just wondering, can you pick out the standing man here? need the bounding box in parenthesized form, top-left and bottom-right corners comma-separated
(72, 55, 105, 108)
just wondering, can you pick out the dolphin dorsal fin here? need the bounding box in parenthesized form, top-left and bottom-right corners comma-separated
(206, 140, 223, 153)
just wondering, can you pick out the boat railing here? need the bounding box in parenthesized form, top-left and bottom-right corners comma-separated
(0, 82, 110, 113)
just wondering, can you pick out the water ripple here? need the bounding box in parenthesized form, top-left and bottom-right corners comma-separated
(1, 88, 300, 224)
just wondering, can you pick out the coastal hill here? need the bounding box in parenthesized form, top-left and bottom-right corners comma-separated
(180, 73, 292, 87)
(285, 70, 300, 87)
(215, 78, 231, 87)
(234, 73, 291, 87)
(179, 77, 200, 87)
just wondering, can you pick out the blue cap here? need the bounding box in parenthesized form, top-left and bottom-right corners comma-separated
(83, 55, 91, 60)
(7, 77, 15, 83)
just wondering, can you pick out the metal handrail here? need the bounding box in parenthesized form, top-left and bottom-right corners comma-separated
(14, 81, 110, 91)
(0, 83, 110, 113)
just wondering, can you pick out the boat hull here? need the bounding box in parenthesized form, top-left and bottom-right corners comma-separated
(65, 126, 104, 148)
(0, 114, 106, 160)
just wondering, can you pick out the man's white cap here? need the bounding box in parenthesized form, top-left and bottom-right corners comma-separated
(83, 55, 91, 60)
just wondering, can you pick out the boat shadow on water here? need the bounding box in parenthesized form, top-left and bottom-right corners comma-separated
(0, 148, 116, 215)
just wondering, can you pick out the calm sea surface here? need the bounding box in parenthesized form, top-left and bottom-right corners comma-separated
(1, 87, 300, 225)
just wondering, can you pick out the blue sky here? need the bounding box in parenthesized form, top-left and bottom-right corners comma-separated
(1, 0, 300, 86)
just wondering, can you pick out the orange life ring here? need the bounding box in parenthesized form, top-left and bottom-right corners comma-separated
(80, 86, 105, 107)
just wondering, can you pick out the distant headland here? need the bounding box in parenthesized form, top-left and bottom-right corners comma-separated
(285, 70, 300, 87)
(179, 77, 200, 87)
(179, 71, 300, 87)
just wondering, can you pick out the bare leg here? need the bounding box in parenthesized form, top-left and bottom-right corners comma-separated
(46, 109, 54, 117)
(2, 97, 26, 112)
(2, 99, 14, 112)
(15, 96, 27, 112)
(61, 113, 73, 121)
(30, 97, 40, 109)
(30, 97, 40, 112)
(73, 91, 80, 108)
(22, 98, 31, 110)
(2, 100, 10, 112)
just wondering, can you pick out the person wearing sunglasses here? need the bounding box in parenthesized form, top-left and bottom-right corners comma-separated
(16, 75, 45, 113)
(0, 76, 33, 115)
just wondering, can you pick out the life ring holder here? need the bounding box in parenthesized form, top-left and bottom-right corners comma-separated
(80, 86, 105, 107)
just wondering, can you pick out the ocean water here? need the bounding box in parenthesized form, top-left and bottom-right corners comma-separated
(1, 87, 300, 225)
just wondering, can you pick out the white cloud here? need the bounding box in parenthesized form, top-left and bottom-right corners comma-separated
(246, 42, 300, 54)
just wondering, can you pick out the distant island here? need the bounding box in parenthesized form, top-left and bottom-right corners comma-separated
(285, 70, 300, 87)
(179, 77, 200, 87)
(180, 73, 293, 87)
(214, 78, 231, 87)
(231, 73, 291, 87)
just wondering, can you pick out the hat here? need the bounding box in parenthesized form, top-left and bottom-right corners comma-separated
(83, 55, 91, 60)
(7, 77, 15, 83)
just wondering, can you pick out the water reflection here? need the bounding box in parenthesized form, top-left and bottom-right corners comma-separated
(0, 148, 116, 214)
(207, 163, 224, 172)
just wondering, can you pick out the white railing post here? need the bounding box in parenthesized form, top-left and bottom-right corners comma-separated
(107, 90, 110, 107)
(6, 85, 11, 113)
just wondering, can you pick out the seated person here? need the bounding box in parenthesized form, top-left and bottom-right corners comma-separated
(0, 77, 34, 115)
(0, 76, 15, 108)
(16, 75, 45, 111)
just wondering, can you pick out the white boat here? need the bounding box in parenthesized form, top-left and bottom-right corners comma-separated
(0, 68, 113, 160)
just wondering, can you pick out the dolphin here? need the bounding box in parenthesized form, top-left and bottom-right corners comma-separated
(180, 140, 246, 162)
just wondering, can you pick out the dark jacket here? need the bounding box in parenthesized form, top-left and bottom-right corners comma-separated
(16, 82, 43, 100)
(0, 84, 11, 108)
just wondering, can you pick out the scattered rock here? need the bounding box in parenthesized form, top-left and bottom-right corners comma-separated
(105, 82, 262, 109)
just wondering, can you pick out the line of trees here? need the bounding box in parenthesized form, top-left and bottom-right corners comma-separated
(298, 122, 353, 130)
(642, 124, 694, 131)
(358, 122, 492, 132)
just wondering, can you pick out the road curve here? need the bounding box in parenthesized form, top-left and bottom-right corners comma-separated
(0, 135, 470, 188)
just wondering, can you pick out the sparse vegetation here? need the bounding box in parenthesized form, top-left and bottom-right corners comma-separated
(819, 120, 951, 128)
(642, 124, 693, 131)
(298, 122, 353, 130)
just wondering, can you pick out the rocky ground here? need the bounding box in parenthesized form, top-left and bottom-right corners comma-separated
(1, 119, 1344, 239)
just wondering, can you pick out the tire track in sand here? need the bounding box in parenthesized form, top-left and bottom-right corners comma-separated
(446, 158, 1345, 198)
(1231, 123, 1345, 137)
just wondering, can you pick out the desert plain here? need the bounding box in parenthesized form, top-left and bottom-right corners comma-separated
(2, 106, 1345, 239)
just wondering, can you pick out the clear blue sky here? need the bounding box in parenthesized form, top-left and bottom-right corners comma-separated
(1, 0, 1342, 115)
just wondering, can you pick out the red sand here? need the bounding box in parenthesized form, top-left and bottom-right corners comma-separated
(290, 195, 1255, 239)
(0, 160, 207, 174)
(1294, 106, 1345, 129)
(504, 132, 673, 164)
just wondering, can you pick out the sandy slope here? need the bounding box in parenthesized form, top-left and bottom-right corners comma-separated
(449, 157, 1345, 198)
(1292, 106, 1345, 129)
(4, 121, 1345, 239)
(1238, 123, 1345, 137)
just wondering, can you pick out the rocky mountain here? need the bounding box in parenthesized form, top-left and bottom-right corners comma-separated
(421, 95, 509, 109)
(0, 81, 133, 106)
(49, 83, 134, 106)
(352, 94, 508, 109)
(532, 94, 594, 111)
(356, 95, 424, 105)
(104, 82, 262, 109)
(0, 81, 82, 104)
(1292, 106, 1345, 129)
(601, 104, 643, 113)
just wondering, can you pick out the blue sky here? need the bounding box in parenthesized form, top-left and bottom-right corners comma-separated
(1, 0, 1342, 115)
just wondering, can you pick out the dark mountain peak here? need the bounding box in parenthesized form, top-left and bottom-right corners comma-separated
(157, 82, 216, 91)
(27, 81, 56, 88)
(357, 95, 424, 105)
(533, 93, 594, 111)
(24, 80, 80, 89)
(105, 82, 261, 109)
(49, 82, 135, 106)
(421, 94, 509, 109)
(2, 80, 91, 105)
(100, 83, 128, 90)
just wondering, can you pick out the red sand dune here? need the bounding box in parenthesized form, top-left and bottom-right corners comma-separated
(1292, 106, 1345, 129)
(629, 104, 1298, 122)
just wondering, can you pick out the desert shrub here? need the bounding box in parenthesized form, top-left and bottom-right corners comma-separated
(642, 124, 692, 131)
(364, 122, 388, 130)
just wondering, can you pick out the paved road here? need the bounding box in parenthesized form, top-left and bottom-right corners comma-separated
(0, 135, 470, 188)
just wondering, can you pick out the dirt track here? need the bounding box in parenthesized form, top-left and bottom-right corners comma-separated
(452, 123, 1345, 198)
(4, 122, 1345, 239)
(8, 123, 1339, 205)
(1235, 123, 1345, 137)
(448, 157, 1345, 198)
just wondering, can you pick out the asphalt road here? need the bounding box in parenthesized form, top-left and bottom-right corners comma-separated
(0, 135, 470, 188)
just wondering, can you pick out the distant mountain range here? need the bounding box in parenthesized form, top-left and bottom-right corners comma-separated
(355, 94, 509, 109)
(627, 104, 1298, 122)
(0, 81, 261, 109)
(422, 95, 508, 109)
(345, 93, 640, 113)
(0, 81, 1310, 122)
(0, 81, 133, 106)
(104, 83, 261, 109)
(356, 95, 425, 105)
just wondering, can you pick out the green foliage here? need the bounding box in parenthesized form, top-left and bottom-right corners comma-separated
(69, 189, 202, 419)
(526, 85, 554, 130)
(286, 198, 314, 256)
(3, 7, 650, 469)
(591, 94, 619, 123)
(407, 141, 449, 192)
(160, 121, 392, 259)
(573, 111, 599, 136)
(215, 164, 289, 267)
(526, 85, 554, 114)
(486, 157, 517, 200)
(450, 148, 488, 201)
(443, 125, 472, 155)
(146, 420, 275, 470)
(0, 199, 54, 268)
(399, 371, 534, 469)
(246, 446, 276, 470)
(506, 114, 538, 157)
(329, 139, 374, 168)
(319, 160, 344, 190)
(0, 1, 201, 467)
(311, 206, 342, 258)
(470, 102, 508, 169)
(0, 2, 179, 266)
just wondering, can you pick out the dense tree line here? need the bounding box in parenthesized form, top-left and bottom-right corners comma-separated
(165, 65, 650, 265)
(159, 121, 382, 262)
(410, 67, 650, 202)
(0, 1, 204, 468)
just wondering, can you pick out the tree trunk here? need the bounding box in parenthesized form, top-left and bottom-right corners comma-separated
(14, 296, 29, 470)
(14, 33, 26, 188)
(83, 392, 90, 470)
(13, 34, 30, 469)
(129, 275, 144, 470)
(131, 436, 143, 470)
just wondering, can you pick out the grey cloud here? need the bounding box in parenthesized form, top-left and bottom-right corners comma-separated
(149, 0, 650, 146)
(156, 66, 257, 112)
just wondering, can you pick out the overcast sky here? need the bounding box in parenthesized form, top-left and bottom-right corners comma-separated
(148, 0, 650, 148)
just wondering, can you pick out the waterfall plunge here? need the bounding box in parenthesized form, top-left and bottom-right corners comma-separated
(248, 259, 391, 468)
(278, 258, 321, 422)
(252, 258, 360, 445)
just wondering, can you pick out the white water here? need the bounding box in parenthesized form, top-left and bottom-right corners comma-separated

· · · · ·

§ What to do:
With the line containing "just wondering, can you pick out the overcast" as the first and the last line of the records as the final one, print exactly the lines in that span.

§ Written answer:
just wondering, can you pick out the overcast sky here? need the bounding box in parenthesized form, top-left and bottom-right corners comma-separated
(148, 0, 650, 148)
just wondering, can you pick out the waterfall plunge here? need the bounding box in parenthesized form, top-left and bottom-right corners comma-separated
(248, 259, 391, 468)
(278, 258, 321, 422)
(252, 258, 360, 445)
just wondering, can you pick out the white water here? need the bounding box in parenthesized form, top-left and bottom-right corners comma-separated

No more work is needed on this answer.